Snow Capped Cider: Taste As Rich As History

“I want people to taste our ciders and think, ‘Wow! I didn’t know cider could be like this,’” says Kari Williams, owner of Snow Capped Cider. “There is no way you could get a higher quality cider than doing it on these farms. Would I make cider and make this a company if I didn’t have the fruit? Absolutely not!”

Photos courtesy of Snow Capped Cider

The proof is not only in the fact that Snow Capped Cider is coming out of 2022 one of the top awarded cideries in the nation and has been awarded #1 heritage cider two years running, but it’s also in the great responsibility she feels towards representing the century-old family history in Colorado’s commercial fruit industry.

Williams Family Orchards sits in the Surface Creek Valley of Colorado’s Western Slope at 6,130 feet. This unique microclimate creates an unsurpassed terroir to grow fruit with the right knowledge and innovation. Williams says her husband Ty’s great-grandfather “froze water from the lakes on the Grand Mesa above and buried it until it was time to bring it down. He hand-wrapped the apples, placed them into wooden boxes made on-site and loaded them on rail cars to get them out of the valley.”

Nowadays, as the only estate cidery in Colorado, some has changed, but not much. They are a zero-waste facility and cultivate a healthy biodynamic system with the land. “Everything that is a negative and a positive here is heightened,” Williams adds. Increased exposure to UV light distresses the trees, resulting in high sugar content. By micronizing the water system, there is an increased nutrient delivery to the soil. The slower system reduces soil erosion and salt back to the Colorado River. The snowmelt is directly sourced without fossil fuels or electricity, and the use of trellises allows the sunlight to penetrate more to get really high-density, high-quality fruit. Williams says if Snow Capped Cider is not nurturing and caring for its fruit, over 70% of it becomes disease-ridden and dehydrated.

_Provided data_:
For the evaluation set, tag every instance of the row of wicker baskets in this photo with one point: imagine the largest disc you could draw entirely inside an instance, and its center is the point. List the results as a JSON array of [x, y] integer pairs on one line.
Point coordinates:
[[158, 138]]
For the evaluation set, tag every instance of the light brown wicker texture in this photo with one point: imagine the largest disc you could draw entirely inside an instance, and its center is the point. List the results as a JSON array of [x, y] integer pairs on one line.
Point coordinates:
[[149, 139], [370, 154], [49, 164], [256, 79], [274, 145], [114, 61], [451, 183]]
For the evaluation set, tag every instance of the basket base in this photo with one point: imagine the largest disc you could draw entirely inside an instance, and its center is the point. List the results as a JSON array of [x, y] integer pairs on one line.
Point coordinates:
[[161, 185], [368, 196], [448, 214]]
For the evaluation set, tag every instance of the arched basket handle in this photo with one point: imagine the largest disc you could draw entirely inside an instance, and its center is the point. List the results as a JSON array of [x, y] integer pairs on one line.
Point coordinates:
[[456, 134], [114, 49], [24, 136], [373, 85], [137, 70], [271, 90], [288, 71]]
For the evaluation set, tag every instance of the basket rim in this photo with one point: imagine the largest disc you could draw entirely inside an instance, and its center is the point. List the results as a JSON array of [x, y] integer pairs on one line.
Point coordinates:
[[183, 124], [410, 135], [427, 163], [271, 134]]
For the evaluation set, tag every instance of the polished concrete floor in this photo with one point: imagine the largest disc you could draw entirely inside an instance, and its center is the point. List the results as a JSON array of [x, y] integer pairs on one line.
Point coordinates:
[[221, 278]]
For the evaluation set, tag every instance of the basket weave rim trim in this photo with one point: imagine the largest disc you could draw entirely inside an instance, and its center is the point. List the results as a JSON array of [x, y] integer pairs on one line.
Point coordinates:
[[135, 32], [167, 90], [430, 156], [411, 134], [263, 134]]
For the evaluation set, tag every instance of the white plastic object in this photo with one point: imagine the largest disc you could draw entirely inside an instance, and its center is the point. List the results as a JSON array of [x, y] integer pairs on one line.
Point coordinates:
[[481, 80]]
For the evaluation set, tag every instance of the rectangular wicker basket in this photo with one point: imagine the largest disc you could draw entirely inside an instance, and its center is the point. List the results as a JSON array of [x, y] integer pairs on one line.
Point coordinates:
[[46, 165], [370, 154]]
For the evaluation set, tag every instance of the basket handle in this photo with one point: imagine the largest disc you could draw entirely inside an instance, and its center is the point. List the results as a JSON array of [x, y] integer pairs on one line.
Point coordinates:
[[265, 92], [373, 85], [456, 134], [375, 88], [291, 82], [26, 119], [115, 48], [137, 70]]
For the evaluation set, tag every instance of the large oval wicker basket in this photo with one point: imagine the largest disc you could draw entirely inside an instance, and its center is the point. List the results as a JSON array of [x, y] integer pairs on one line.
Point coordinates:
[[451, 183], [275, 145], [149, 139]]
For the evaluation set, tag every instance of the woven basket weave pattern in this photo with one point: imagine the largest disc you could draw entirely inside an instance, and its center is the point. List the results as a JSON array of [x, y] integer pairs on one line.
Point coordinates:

_Task_: Retype the passage of the Snow Capped Cider article that begins at the words "Photos courtesy of" and stops after the words "commercial fruit industry.".

_Response for this exercise_:
Photos courtesy of Snow Capped Cider

The proof is not only in the fact that Snow Capped Cider is coming out of 2022 one of the top awarded cideries in the nation and has been awarded #1 heritage cider two years running, but it’s also in the great responsibility she feels towards representing the century-old family history in Colorado’s commercial fruit industry.